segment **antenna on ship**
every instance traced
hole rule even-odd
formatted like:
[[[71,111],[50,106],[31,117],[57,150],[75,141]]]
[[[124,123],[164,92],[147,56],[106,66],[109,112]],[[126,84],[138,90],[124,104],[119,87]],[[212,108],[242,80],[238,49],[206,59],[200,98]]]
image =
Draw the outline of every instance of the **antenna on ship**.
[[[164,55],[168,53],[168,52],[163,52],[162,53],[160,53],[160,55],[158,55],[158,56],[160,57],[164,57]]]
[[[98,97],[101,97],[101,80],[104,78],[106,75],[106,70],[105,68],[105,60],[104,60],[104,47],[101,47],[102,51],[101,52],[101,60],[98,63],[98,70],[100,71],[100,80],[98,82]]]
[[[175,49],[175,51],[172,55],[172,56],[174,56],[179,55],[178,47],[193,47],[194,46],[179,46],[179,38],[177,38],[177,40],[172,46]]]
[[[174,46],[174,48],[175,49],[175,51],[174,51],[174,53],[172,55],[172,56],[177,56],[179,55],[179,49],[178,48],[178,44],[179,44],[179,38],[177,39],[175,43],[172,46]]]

★ ★ ★ ★ ★

• _Stated exercise_:
Give every line of the entries above as a numbered list, leaving out any blank lines.

• _Reply_:
1. segment **antenna on ship**
2. every instance traced
3. hole rule even-odd
4. formatted like:
5. [[[71,111],[50,106],[31,117],[57,150],[75,141]]]
6. [[[124,123],[164,92],[147,56],[106,66],[109,112]],[[126,84],[138,90],[124,104],[119,87]],[[212,108],[242,80],[238,49],[206,59],[200,98]]]
7. image =
8. Draw the outline of every instance of the **antenna on ship**.
9. [[[164,55],[168,53],[168,52],[163,52],[162,53],[160,53],[160,55],[158,55],[158,56],[160,57],[164,57]]]
10. [[[98,97],[101,97],[101,80],[104,78],[106,75],[106,70],[105,68],[105,60],[104,60],[104,47],[101,47],[102,51],[101,52],[101,60],[98,63],[98,70],[100,71],[100,80],[98,82]]]
11. [[[175,49],[175,51],[172,55],[172,56],[174,56],[179,55],[178,47],[193,47],[194,46],[179,46],[179,38],[177,38],[177,40],[172,46]]]
12. [[[174,46],[174,48],[175,49],[175,51],[174,51],[174,53],[172,55],[172,56],[177,56],[179,55],[179,49],[178,48],[178,44],[179,44],[179,38],[177,39],[175,43],[172,46]]]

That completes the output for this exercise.